Written request - Please pick out every line in the records below that contains the word "helmet" and copy each one. Case counts.

Listed entries -
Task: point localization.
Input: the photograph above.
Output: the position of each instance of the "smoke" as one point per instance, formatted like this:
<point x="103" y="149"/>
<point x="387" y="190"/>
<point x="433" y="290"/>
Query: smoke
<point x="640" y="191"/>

--

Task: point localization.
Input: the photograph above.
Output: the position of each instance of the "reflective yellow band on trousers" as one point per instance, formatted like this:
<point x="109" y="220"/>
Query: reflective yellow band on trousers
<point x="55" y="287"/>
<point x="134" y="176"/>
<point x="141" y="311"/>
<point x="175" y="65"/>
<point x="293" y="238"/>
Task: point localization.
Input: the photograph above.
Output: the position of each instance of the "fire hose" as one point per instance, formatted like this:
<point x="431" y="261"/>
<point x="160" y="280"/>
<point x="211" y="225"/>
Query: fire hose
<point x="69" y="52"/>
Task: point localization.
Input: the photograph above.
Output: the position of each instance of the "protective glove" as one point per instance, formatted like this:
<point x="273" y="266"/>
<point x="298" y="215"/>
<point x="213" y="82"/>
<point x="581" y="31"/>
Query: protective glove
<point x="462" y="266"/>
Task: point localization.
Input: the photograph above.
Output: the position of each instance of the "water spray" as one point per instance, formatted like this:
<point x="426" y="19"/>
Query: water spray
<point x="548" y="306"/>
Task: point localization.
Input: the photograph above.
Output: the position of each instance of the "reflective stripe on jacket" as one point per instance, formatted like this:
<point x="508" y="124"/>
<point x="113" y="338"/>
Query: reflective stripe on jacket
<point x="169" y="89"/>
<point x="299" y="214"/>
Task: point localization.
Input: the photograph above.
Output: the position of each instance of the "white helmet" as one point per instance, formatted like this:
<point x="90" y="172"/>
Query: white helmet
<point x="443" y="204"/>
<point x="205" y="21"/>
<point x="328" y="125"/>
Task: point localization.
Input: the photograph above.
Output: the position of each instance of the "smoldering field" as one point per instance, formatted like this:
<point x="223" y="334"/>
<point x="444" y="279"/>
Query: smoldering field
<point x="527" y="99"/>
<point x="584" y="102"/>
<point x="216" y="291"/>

Result of the exercise -
Output: the position of each instance of the "white helmet" as one point per instance, formatted like this:
Query: white helmet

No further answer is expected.